**Exercise**
From the line containing "this sample: (900,230)." to the last line of the records below, repeat every line exactly and add nothing else.

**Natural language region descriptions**
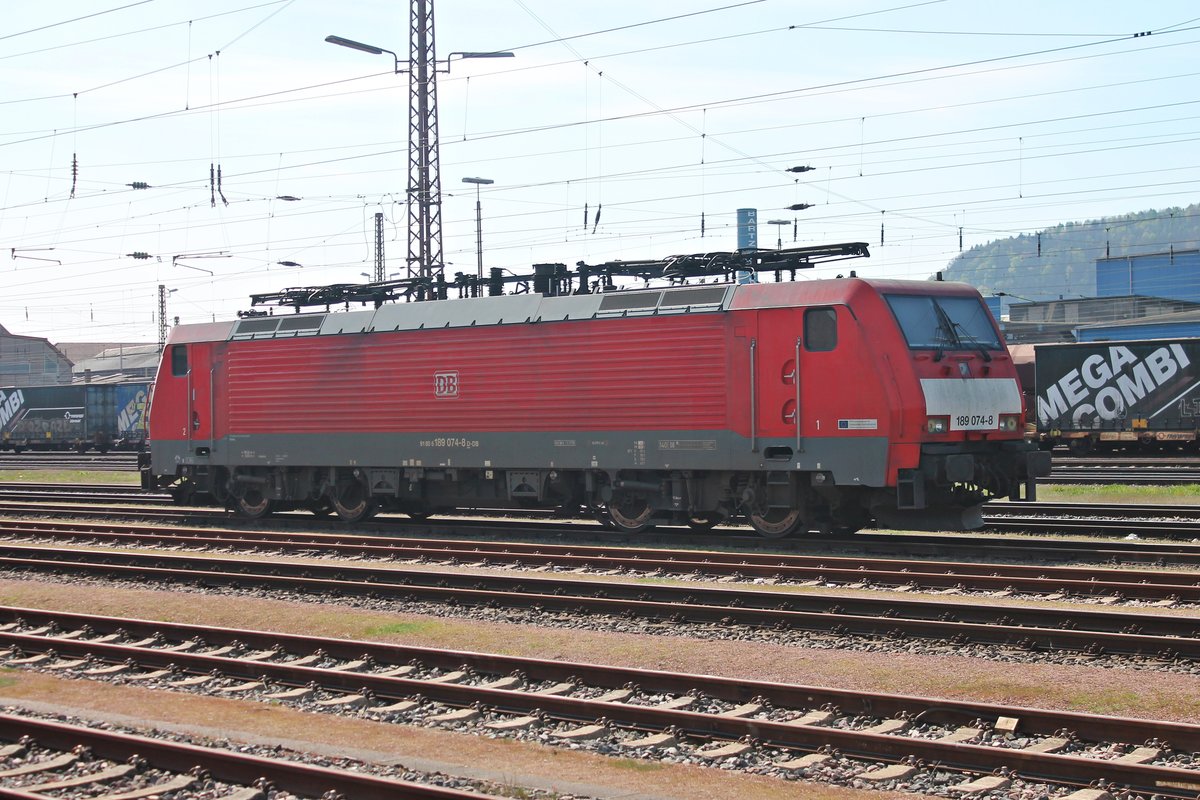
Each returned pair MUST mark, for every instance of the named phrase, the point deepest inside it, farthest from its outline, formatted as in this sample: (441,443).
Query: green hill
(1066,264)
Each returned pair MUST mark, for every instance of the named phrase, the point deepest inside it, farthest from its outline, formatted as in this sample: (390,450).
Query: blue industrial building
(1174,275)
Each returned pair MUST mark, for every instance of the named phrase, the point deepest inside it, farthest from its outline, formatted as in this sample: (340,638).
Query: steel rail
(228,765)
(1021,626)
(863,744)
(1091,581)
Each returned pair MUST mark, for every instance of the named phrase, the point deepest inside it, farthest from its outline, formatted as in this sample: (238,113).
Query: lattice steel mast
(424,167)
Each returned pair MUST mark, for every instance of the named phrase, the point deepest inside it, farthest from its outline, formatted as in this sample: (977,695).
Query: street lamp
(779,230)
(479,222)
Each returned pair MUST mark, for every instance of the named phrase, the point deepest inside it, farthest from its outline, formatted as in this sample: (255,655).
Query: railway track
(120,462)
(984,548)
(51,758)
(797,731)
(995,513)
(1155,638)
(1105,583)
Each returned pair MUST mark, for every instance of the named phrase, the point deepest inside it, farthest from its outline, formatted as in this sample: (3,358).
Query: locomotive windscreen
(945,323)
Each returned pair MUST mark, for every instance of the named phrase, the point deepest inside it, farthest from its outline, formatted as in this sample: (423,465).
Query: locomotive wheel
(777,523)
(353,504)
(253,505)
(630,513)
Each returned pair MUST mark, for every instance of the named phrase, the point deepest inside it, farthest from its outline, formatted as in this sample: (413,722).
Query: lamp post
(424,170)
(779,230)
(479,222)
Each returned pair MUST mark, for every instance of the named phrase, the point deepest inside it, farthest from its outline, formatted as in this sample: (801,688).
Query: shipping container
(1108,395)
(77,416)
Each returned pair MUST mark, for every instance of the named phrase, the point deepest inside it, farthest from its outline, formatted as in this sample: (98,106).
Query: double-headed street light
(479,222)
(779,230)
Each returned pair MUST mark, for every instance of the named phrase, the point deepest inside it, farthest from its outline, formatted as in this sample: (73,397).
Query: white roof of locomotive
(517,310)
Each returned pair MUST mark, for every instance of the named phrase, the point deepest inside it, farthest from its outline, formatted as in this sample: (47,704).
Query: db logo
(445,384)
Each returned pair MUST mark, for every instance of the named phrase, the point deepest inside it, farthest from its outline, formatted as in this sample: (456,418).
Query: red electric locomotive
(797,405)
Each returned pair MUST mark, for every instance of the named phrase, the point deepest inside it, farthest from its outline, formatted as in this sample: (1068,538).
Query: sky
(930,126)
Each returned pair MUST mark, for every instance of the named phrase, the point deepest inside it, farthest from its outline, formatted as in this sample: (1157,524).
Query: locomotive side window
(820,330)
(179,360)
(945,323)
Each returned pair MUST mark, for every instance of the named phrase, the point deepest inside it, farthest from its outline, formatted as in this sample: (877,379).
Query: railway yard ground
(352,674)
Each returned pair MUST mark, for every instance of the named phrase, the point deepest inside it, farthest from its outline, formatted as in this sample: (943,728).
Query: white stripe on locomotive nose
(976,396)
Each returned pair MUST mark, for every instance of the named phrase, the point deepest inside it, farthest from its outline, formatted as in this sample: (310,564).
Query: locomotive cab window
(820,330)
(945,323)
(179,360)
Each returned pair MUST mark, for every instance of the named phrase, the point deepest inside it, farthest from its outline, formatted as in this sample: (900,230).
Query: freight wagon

**Solution to this problem**
Each returned pair MUST mark, for every instance of the named phrase, the point deepest inside it, farthest from its outline, formatted as in this sample: (900,230).
Query: freight wagon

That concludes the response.